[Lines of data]
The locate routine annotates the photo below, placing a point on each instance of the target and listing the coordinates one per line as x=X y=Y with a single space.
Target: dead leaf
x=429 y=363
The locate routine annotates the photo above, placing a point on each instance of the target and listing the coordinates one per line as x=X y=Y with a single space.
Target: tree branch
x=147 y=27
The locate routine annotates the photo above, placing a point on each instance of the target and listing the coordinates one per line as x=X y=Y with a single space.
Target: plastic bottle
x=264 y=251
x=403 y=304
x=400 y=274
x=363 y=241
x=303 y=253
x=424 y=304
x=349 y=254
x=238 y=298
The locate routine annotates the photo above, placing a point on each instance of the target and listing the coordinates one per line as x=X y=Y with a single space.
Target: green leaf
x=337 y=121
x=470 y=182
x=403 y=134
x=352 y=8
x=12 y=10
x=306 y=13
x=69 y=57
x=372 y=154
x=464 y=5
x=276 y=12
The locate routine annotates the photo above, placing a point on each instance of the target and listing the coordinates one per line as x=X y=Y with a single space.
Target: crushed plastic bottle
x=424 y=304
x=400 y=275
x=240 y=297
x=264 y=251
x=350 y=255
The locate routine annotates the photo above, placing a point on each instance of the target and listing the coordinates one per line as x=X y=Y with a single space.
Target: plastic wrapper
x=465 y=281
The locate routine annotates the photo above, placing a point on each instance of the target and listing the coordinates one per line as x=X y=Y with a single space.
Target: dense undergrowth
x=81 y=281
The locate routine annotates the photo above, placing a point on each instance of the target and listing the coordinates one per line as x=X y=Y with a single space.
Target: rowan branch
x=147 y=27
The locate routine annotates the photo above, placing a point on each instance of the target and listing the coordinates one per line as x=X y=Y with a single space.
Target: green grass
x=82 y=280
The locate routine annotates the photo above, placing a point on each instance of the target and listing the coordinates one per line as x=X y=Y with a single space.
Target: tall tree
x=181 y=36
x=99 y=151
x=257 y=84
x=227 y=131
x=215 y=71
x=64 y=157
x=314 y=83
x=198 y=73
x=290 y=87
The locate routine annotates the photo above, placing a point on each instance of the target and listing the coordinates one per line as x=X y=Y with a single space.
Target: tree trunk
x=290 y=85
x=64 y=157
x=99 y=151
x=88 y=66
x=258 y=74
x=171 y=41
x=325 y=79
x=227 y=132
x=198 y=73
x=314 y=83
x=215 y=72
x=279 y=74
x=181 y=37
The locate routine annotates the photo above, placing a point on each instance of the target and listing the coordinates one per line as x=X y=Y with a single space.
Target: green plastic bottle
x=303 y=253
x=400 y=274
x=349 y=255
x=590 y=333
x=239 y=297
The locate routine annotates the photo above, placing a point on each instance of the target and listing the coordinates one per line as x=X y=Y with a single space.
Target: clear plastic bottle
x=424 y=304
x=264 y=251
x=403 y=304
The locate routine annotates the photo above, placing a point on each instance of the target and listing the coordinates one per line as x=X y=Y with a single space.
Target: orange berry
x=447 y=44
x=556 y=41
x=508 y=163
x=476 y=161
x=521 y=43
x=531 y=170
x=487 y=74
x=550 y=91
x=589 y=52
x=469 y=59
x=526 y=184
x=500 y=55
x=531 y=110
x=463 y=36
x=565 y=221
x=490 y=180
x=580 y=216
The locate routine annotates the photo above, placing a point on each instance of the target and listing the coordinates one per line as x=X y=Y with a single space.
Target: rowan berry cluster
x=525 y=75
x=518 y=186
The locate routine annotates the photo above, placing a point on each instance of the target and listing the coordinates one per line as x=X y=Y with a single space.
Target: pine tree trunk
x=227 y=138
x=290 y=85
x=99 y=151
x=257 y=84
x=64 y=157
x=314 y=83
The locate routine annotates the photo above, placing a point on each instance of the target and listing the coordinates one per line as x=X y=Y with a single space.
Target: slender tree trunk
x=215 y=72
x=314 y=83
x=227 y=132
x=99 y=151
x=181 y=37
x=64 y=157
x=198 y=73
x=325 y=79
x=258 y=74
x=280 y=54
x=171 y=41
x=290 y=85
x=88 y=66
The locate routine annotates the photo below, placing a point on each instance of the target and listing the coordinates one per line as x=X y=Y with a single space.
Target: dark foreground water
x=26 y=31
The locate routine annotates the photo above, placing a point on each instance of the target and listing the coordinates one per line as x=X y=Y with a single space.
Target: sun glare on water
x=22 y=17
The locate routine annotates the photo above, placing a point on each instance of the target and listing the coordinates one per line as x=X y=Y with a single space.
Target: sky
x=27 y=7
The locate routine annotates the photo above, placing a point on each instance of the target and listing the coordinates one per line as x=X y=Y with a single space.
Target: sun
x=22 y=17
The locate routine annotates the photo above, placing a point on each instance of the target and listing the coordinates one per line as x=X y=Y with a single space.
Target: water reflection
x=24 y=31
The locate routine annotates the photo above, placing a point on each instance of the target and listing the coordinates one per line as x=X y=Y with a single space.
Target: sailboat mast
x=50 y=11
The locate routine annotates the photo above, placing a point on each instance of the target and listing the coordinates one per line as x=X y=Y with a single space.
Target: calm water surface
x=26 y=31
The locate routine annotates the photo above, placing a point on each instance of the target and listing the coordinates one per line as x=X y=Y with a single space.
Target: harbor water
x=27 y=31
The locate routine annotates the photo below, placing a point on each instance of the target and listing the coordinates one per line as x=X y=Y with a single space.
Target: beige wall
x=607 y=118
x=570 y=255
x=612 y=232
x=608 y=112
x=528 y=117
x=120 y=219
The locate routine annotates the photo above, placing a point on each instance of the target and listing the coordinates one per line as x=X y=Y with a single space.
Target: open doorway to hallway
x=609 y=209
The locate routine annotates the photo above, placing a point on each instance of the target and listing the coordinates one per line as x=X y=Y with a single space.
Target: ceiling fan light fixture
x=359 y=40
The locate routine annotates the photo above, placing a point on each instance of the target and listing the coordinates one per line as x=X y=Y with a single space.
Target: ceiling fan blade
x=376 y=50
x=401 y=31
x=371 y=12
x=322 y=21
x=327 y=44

Exercise objective
Revise the items above so that each "locate routine" becomes "point-marking routine", with everything else left unchanged.

Solution to this task
The point-marking routine annotates the photo below, placing a point on each instance of the target and listing the coordinates one per line as x=X y=Y with a single space.
Target: dead leaf
x=429 y=363
The point-marking routine annotates the photo above, placing a point on each instance of the target and listing the coordinates one per line as x=X y=Y with a single space.
Target: tree branch
x=147 y=27
The point-marking routine annotates the photo above, placing a point on each instance of the target and listing the coordinates one per line as x=X y=Y with a single space.
Target: plastic bottle
x=264 y=251
x=403 y=304
x=400 y=274
x=363 y=241
x=303 y=253
x=424 y=304
x=349 y=254
x=238 y=298
The point-marking routine annotates the photo above, placing a point on each instance of the target and listing the coordinates one per line as x=X y=Y with a single space.
Target: green leaf
x=337 y=121
x=470 y=182
x=403 y=134
x=352 y=8
x=12 y=10
x=306 y=13
x=69 y=57
x=372 y=154
x=464 y=5
x=276 y=12
The point-marking routine annotates the photo above, placing a point on each instance of the target and listing the coordinates one per line as x=X y=Y with a single space.
Target: crushed plastic bottle
x=424 y=304
x=400 y=275
x=240 y=297
x=264 y=251
x=350 y=255
The point-marking routine annotates the photo above, placing a point on each instance of the target and listing the coordinates one per line as x=X y=Y with a single space.
Target: plastic wrapper
x=465 y=281
The point-marking routine annotates the photo above, placing a point on each instance of the target and listing the coordinates one per line as x=X y=Y with a single space.
Target: dense undergrowth
x=81 y=281
The point-marking routine annotates the photo above, placing a point on each instance of the target and listing the coordinates one per line as x=X y=Y with a single space.
Target: rowan branch
x=147 y=27
The point-marking routine annotates the photo above, placing a point on each instance of the target and listing the coordinates one per line as x=X y=Y with a single space.
Target: green grass
x=82 y=280
The point-marking routine annotates the photo above, placing a point on each instance of the target and listing the coordinates one per line as x=X y=Y with a single space.
Target: tall tree
x=181 y=36
x=99 y=151
x=257 y=84
x=227 y=131
x=215 y=71
x=64 y=157
x=314 y=83
x=198 y=73
x=290 y=87
The point-marking routine annotates the photo above, placing a point on each instance of the target and listing the coordinates one per line as x=X y=Y with a single space.
Target: tree trunk
x=290 y=85
x=64 y=157
x=99 y=151
x=88 y=66
x=258 y=74
x=171 y=41
x=325 y=79
x=227 y=132
x=198 y=73
x=314 y=83
x=215 y=72
x=279 y=74
x=181 y=37
The point-marking routine annotates the photo above, placing a point on each instance of the target and listing the coordinates one per line as x=X y=Y with a single space.
Target: green plastic bottle
x=303 y=253
x=400 y=274
x=349 y=255
x=590 y=333
x=239 y=297
The point-marking routine annotates the photo above, placing a point on each instance of the target and listing the coordinates one per line as x=X y=Y with a single space.
Target: clear plastic bottle
x=424 y=304
x=264 y=251
x=403 y=304
The point-marking routine annotates the photo above, placing a point on each instance of the target and listing the coordinates one per line as x=X y=Y with a single space.
Target: orange berry
x=447 y=44
x=556 y=41
x=508 y=163
x=476 y=161
x=521 y=43
x=531 y=170
x=487 y=74
x=550 y=91
x=589 y=52
x=469 y=59
x=526 y=184
x=500 y=55
x=531 y=110
x=463 y=36
x=565 y=221
x=490 y=180
x=580 y=216
The point-marking routine annotates the photo above, placing a point on each instance of the target and listing the coordinates one per line as x=X y=Y with a single space.
Target: rowan berry cluster
x=525 y=75
x=518 y=186
The point-marking routine annotates the photo above, placing a point on each instance of the target and listing the coordinates one per line as x=X y=Y with a single space.
Target: pine tree trunk
x=227 y=138
x=290 y=85
x=99 y=151
x=257 y=84
x=64 y=157
x=314 y=83
The point-marking routine annotates the photo above, placing a point on each instance of the target and listing the coordinates one per line as x=X y=Y with a single space.
Target: slender tree trunk
x=215 y=72
x=314 y=83
x=227 y=132
x=99 y=151
x=181 y=37
x=64 y=157
x=198 y=73
x=325 y=79
x=258 y=74
x=280 y=54
x=171 y=41
x=290 y=85
x=88 y=66
The point-marking routine annotates the photo below, placing a point on each instance of the target and listing the coordinates one per line as x=X y=Y with a single space.
Target: dark foreground water
x=26 y=31
The point-marking routine annotates the photo above, placing a point on each instance of the target and listing the coordinates one per line as x=X y=Y with a single space.
Target: sun glare on water
x=22 y=17
The point-marking routine annotates the photo above, placing a point on each instance of the target and listing the coordinates one per line as x=X y=Y with a single space.
Target: sky
x=27 y=7
The point-marking routine annotates the photo above, placing a point on each instance of the target and listing the coordinates one per line as x=X y=Y with a single space.
Target: sun
x=22 y=17
The point-marking routine annotates the photo above, placing a point on each instance of the target and listing the coordinates one per line as x=X y=Y with a single space.
Target: water reflection
x=24 y=31
The point-marking routine annotates the photo above, placing a point on each instance of the target and listing the coordinates one per line as x=X y=Y with a single space.
Target: sailboat mast
x=50 y=11
The point-marking routine annotates the photo above, placing a point on each instance of the target and listing the coordinates one per line as x=X y=Y with a single space.
Target: calm water surface
x=26 y=31
The point-marking routine annotates the photo above, placing a point on each instance of the target and listing the coordinates one per line as x=X y=Y with a single space.
Target: harbor water
x=27 y=31
The point-marking routine annotates the photo below, placing a point on each instance of the target and listing the coordinates one per line as x=X y=Y with a single space.
Target: beige wall
x=607 y=118
x=570 y=255
x=612 y=232
x=608 y=112
x=528 y=117
x=120 y=219
The point-marking routine annotates the photo above, placing a point on each instance of the target and listing the coordinates one per line as x=X y=Y with a single space.
Target: open doorway to hallway
x=609 y=209
The point-marking routine annotates the photo above, placing a point on each instance of the target and listing the coordinates one per line as x=X y=Y with a single space.
Target: ceiling fan light fixture
x=359 y=40
The point-marking routine annotates the photo above, placing a point on each instance of the target and listing the coordinates one per line as x=X y=Y with a single space.
Target: ceiling fan blade
x=376 y=50
x=401 y=31
x=371 y=12
x=322 y=21
x=327 y=44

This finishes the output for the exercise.